The hospitality industry thrives on the “human element” – be it a restaurant, cruise or a hotel. In this increasingly competitive industry, the guest’s experience is the single most important parameter. improving and innovating customer experience is the key to long-term sustainable growth. It is not surprising that many hotels try to create personal experiences for their customers, and make it memorable for them.
Artificial intelligence (AI) refers to computers carrying out activities that were traditionally thought to require cognition to carry out. Today, with the advancements in technology, artificially intelligent machines are being used for a wide range of functions. In an industry such as hospitality, where “being human” is a very important element, artificially intelligent systems have started to make their presence felt.
Let us look at some ways how artificial intelligence is being used to improve the customer experience in the hospitality industry –
In the future, devices such as Amazon Echo might take up the role of assistants inside every room. Instead of guests picking up the phone to call the front desk, they simply will ask Echo to “order food” or “call for laundry”. Echo can also act as an assistant – it can raise the curtains, dim the lights, etc.
Customers expect businesses to be reachable throughout the day, 365 days a year. Hotels have been experimenting with chatbots to achieve this, allowing guests to book rooms bypassing the frontline staff. Chatbots can make recommendations to customers, make reservations, share information on different social media websites and offer different ways to pay. They can also be set up with customer service to handle complaints. Using platforms such as Facebook Messenger, they can be used for marketing as well.
As a result, frontline staff is freed up for handling critical interactions that only humans can provide – such as addressing complaints.
Chatbots can also prove to be useful in streamline guest communication during their stay. Chatbots can be available on the hotel’s messaging platform and can handle a large volume of service requests with ease. Repetitive queries such as “what is the wifi password” or routine requests such as room service or room cleaning can be redirected to the appropriate department without passing them through the frontline staff.
Providing personalized experiences
Hospitality businesses often have piles of data on customer preferences, but usually, do not have the time or resources to analyze it extensively. Artificial intelligence comes very handily in analyzing big data.
Artificial intelligence is a key element of big data. Big data stands for individuality. The challenge in analyzing big data is to use a vast resource of data to draw very specific conclusions about every type of customer.

[Stored items from a collection]
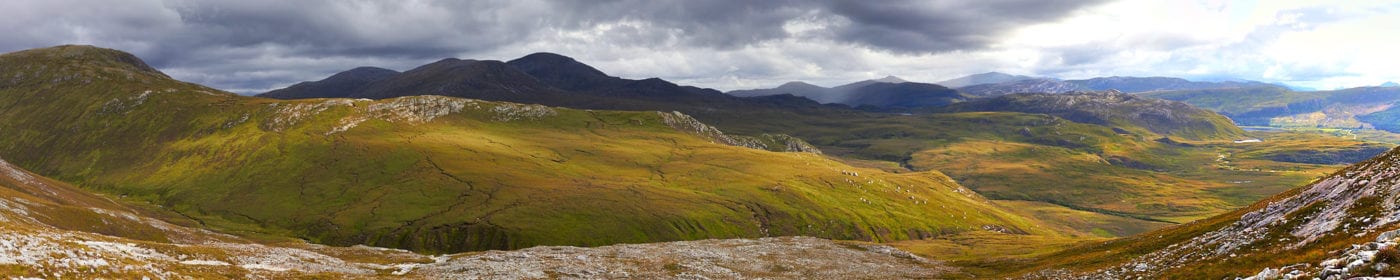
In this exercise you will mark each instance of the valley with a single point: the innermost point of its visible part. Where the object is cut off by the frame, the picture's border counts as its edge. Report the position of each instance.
(483, 168)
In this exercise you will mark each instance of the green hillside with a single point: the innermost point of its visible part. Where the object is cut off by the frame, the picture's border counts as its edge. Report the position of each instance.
(1351, 108)
(441, 174)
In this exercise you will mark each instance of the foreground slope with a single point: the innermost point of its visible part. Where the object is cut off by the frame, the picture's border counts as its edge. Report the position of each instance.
(443, 174)
(56, 231)
(1339, 226)
(1351, 108)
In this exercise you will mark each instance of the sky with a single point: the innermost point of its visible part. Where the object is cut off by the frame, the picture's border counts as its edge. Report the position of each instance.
(251, 46)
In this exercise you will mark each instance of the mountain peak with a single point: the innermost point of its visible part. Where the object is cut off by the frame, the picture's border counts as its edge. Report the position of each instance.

Complete the following:
**1.** What does the hospitality text call the single most important parameter in the industry?
**2.** Return everything in the hospitality text from "Providing personalized experiences" down to "analyzing big data.".

Expected outputs:
**1.** The guest's experience.

**2.**
Providing personalized experiences
Hospitality businesses often have piles of data on customer preferences, but usually, do not have the time or resources to analyze it extensively. Artificial intelligence comes very handily in analyzing big data.